The task:
Determine how many lines of the listing below hold the string "above". Reply only with the number.

Data for analysis:
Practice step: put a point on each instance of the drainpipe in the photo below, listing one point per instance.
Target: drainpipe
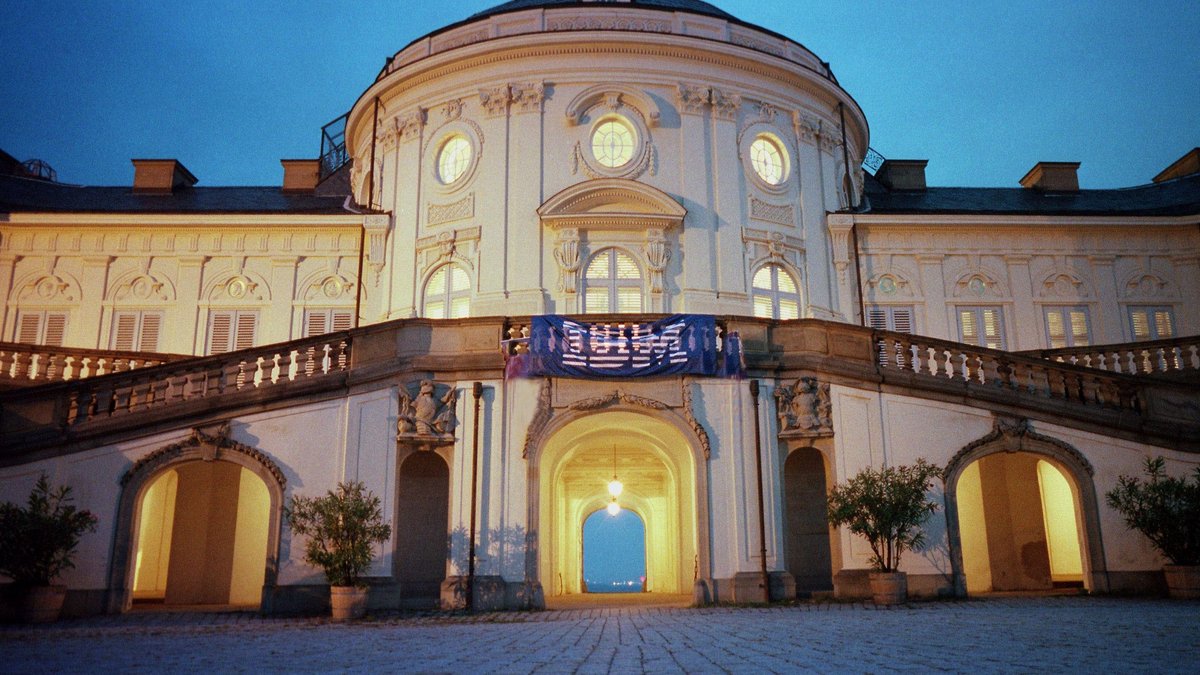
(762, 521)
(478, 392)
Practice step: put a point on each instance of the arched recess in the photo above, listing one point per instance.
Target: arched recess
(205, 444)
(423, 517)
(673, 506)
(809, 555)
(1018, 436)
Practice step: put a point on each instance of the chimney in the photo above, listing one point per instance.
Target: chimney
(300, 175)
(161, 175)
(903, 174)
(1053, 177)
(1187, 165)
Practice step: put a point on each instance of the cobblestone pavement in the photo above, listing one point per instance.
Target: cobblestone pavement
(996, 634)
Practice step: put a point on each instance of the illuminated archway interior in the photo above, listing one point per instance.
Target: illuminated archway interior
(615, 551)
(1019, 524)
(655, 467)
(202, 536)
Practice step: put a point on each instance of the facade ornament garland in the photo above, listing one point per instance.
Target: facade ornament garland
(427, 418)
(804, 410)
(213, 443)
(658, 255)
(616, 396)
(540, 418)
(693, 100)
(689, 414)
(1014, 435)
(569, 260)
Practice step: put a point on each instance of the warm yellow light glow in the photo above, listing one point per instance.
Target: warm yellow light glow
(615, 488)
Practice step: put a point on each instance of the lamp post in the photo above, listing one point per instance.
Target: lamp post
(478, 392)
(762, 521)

Your response:
7